[Start of section]
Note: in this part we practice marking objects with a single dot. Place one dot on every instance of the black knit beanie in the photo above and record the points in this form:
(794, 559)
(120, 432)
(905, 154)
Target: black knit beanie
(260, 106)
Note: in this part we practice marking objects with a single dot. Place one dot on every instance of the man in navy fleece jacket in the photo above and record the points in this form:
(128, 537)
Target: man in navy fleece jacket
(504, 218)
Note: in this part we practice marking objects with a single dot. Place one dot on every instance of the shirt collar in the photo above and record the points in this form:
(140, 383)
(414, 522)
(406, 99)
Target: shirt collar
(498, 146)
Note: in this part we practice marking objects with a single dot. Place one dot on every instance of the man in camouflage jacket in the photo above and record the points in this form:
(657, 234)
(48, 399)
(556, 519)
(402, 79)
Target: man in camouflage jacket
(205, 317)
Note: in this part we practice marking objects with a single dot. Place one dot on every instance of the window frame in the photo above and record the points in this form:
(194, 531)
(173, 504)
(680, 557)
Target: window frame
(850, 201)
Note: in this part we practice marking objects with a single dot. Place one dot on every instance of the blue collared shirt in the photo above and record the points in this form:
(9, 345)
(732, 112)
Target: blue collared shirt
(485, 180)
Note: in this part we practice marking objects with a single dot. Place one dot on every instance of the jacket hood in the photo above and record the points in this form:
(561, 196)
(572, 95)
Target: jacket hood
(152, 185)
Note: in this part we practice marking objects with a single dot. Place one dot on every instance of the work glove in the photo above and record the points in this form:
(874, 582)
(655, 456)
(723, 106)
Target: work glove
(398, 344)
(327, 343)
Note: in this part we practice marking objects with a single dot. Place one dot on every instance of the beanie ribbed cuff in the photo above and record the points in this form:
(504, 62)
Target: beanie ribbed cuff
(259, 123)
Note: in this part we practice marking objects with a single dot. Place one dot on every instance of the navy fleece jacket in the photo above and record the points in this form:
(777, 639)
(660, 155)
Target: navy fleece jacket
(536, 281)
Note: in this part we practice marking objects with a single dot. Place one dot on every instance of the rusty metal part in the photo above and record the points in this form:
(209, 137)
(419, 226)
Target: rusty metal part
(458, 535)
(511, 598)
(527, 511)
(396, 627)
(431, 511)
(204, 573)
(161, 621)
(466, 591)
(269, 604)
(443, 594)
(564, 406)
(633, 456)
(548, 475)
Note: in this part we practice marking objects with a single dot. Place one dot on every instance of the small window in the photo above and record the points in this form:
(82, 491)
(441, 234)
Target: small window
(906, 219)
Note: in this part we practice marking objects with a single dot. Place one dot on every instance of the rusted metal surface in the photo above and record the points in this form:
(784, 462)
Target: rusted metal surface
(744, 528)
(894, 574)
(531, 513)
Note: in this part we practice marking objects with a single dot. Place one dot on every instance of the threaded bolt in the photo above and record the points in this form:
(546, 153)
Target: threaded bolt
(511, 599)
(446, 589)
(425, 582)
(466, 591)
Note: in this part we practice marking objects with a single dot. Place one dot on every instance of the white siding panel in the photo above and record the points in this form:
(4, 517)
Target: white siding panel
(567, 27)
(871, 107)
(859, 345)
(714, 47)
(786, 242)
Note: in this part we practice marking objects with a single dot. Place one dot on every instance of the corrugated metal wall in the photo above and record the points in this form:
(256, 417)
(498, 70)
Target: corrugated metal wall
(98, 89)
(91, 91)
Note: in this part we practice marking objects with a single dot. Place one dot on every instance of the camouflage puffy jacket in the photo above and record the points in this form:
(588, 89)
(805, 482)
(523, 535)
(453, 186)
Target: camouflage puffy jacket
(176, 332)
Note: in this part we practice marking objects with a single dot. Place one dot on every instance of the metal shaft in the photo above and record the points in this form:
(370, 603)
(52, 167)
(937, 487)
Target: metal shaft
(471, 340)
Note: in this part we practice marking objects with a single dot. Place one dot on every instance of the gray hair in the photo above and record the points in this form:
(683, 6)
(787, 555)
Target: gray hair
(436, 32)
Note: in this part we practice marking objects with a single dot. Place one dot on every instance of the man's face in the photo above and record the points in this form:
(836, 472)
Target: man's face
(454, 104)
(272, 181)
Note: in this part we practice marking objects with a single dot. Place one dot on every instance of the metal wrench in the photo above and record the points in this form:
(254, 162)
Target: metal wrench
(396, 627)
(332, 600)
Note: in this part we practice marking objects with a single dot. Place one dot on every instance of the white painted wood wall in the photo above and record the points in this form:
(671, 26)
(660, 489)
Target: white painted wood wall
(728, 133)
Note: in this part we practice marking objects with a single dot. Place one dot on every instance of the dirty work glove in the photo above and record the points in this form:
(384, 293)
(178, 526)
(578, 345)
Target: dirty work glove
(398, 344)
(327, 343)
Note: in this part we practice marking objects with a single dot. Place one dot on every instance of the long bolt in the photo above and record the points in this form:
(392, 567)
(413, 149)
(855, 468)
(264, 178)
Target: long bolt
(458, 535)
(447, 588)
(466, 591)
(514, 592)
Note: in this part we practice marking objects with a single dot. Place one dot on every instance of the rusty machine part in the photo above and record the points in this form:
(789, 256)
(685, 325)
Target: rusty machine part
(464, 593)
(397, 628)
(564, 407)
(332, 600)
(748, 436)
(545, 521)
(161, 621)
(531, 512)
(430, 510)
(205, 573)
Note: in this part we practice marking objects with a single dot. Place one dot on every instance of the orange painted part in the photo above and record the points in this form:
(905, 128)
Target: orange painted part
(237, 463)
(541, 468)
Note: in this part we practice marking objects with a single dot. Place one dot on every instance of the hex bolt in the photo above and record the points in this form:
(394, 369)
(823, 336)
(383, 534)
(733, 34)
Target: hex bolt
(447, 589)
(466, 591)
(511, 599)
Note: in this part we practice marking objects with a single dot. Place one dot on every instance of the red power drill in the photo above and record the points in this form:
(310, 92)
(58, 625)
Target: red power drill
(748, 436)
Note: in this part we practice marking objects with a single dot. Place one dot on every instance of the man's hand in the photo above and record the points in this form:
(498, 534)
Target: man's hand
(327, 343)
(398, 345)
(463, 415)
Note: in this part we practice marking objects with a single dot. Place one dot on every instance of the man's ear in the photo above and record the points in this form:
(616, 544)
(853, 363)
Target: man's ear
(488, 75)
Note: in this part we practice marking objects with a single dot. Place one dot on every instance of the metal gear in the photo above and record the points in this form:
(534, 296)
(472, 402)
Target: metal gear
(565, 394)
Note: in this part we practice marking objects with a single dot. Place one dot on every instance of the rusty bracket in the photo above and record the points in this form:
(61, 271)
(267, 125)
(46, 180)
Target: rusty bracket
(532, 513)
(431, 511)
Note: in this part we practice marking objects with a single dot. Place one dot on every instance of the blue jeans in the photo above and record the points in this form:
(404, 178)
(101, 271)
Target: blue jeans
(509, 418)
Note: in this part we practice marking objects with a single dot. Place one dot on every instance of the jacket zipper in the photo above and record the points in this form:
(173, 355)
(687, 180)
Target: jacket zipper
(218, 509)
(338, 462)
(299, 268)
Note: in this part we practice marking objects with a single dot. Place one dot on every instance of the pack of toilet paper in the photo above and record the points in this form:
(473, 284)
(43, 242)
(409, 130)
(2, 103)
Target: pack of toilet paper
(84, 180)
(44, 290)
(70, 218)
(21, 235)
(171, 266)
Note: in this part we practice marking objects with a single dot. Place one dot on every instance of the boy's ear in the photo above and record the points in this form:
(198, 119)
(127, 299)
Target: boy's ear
[End of section]
__Required action__. What you write must match the material above exactly and in full.

__Answer box__.
Note: in this part we practice marking objects with a single dot. Place one dot on every instance of the black knit beanie in the photo above and record the points in this form:
(794, 559)
(120, 432)
(905, 154)
Target: black knit beanie
(260, 106)
Note: in this part we practice marking objects with a single dot. Place one dot on every instance of the man in navy fleece jacket in the photo above and record the points in this form:
(128, 537)
Target: man in navy fleece jacket
(504, 218)
Note: in this part we practice marking objects with a single dot. Place one dot on every instance of the shirt collar in the photo above and record the points in this form:
(140, 383)
(414, 522)
(406, 99)
Target: shirt collar
(498, 146)
Note: in this part we practice marking objects with a single dot. Place one dot on every instance of the man in camouflage jacket in the photo above and record the points in this form:
(657, 234)
(48, 399)
(556, 519)
(402, 79)
Target: man in camouflage jacket
(205, 317)
Note: in this part we practice marking objects with a single dot. Place one dot on every instance of the window frame in the photo above and record the points in this form:
(194, 531)
(173, 504)
(680, 557)
Target: window frame
(850, 201)
Note: in this part we practice marking objects with a single dot. Place one dot on every instance of the blue collared shirt in the photo above and record the points in this form:
(9, 345)
(732, 112)
Target: blue collared shirt
(485, 180)
Note: in this part we practice marking objects with a single dot. Place one dot on every instance of the jacket hood in the photo above and record the points in this form:
(561, 196)
(572, 95)
Target: jacket hood
(152, 185)
Note: in this part we practice marking objects with a single dot. Place one dot on every instance of the work glove in the photo above and record the points in this form:
(874, 582)
(655, 456)
(723, 106)
Target: work glove
(398, 344)
(327, 343)
Note: in this part we practice marking objects with a single dot. Place one dot on every instance of the beanie ribbed cuff in the photo above and record the points in this form:
(504, 62)
Target: beanie ribbed cuff
(259, 123)
Note: in this part we practice marking objects with a single dot. Place one dot on every instance of the navy fleece jacket in the photo above and record the points in this form:
(777, 639)
(660, 155)
Target: navy fleece jacket
(536, 281)
Note: in this part we practice marking objects with a single dot. Place one dot on every instance of the rusty metal part in the photo above and record the points in this form:
(209, 137)
(419, 226)
Target: rusty metal part
(458, 535)
(511, 598)
(527, 511)
(396, 627)
(431, 511)
(204, 573)
(161, 621)
(466, 591)
(269, 604)
(443, 594)
(564, 406)
(633, 456)
(548, 475)
Note: in this part we practice marking objects with a single dot. Place one dot on every instance of the small window in the photo above and record the points in this form:
(82, 491)
(441, 234)
Target: small window
(906, 219)
Note: in this part we practice marking objects with a single dot. Place one dot on every instance of the rusted metal surface in the photo above and record the points in this form:
(784, 462)
Target: rusted metal surface
(744, 528)
(894, 574)
(531, 513)
Note: in this part we practice marking objects with a single dot. Place one dot on every instance of the threaded bolt in the photo above and record the points in this form:
(546, 153)
Target: threaded bolt
(511, 599)
(446, 589)
(425, 582)
(466, 591)
Note: in this part we practice marking objects with a single dot. Place one dot on every instance of the white siding panel in the photo above and record the points in this form:
(4, 517)
Target: white siding panel
(567, 27)
(871, 107)
(859, 345)
(714, 47)
(786, 242)
Note: in this part we practice marking objects with a single dot. Place one dot on every instance of the corrugated metal wall in the photo above and record the points in this form:
(256, 417)
(498, 70)
Target: corrugated metal wall
(98, 89)
(91, 91)
Note: in this part we practice marking objects with a single dot. Place one dot on every instance of the camouflage puffy jacket in the photo above and record the points in this form:
(588, 89)
(805, 482)
(523, 535)
(453, 186)
Target: camouflage puffy jacket
(176, 332)
Note: in this part we practice marking objects with a single dot. Place one dot on every instance of the metal shaft in the photo above and record the points in this form:
(370, 603)
(52, 167)
(937, 487)
Target: metal shaft
(471, 340)
Note: in this part we practice marking objects with a single dot. Place one dot on every instance of the gray hair in the photo above and record the points in this form:
(683, 6)
(787, 555)
Target: gray hair
(436, 32)
Note: in this part we practice marking objects with a single dot. Place one dot on every instance of the man's face in the photo above and record the points in this form:
(836, 472)
Target: man's face
(454, 104)
(272, 181)
Note: in this part we practice marking objects with a single dot. Place one dot on every instance of the metal wrench in the photo above and record the points in this form:
(254, 162)
Target: metal wrench
(396, 627)
(332, 600)
Note: in this part we practice marking objects with a single dot. Place one dot on every instance of the white painted wood wall in the photo above and record the points in this form:
(671, 26)
(660, 489)
Target: white painted wood wall
(728, 133)
Note: in this part we practice marking objects with a single dot. Place one dot on every instance of the dirty work glove in the photo above and record the points in this form:
(384, 293)
(178, 526)
(578, 345)
Target: dirty work glove
(398, 344)
(327, 343)
Note: in this part we practice marking objects with a single dot. Place one dot on every instance of the long bolt in the photo above and record the points in this form:
(392, 567)
(413, 149)
(855, 468)
(264, 178)
Target: long bolt
(458, 535)
(447, 588)
(466, 591)
(514, 592)
Note: in this part we practice marking objects with a single dot. Place one dot on every instance of the rusty machine part in the photo above and record the points in this form:
(789, 256)
(685, 325)
Target: rusty machine part
(464, 593)
(397, 628)
(564, 407)
(332, 600)
(748, 436)
(545, 521)
(161, 621)
(531, 512)
(430, 510)
(205, 573)
Note: in this part we practice marking objects with a single dot. Place one dot on every instance of the orange painted part in the photo above and record the points in this form:
(905, 128)
Target: orange painted part
(237, 463)
(541, 468)
Note: in this part we practice marking objects with a single dot. Place one dot on every instance of the hex bolt in the photo above and record the points in this form:
(394, 369)
(823, 336)
(383, 534)
(733, 34)
Target: hex bolt
(447, 589)
(466, 591)
(511, 599)
Note: in this part we practice marking objects with a single dot. Place one dot on every instance of the red power drill in the photo above and record the points in this form:
(310, 92)
(58, 625)
Target: red power drill
(748, 436)
Note: in this part we practice marking objects with a single dot. Place one dot on every instance of the man's hand in the photo above and record the points in this form:
(498, 534)
Target: man's hand
(327, 343)
(398, 345)
(463, 415)
Note: in this part we practice marking objects with a single dot. Place one dot on every instance of the man's ear in the photo above and record the points in this form:
(616, 544)
(853, 363)
Target: man's ear
(488, 75)
Note: in this part we practice marking objects with a single dot. Place one dot on every instance of the metal gear in the photo above and record the points in this form:
(534, 296)
(472, 402)
Target: metal gear
(565, 394)
Note: in this part we practice marking objects with a single dot. Place one dot on every instance of the rusty bracket in the photo above and record the points in this form:
(61, 271)
(267, 125)
(46, 180)
Target: rusty bracket
(532, 513)
(431, 511)
Note: in this part we practice marking objects with a single dot. Place one dot on every instance of the blue jeans in the photo above and record the points in this form:
(404, 178)
(101, 271)
Target: blue jeans
(509, 418)
Note: in this part we practice marking objects with a single dot. Place one dot on every instance of the jacket zipper in the photo above and record the points in this form:
(173, 355)
(687, 180)
Target: jacket zipper
(218, 509)
(338, 462)
(299, 268)
Note: in this part we practice marking objects with a single dot. Place one dot on every instance of the pack of toilet paper in the photo above and record the points in this form:
(473, 284)
(43, 242)
(409, 130)
(2, 103)
Target: pack of toilet paper
(84, 180)
(44, 290)
(70, 218)
(21, 235)
(171, 266)
Note: in this part we practice marking objects with a single dot. Place one dot on every instance of the boy's ear in the photo above and record the points in this form:
(198, 119)
(127, 299)
Target: boy's ear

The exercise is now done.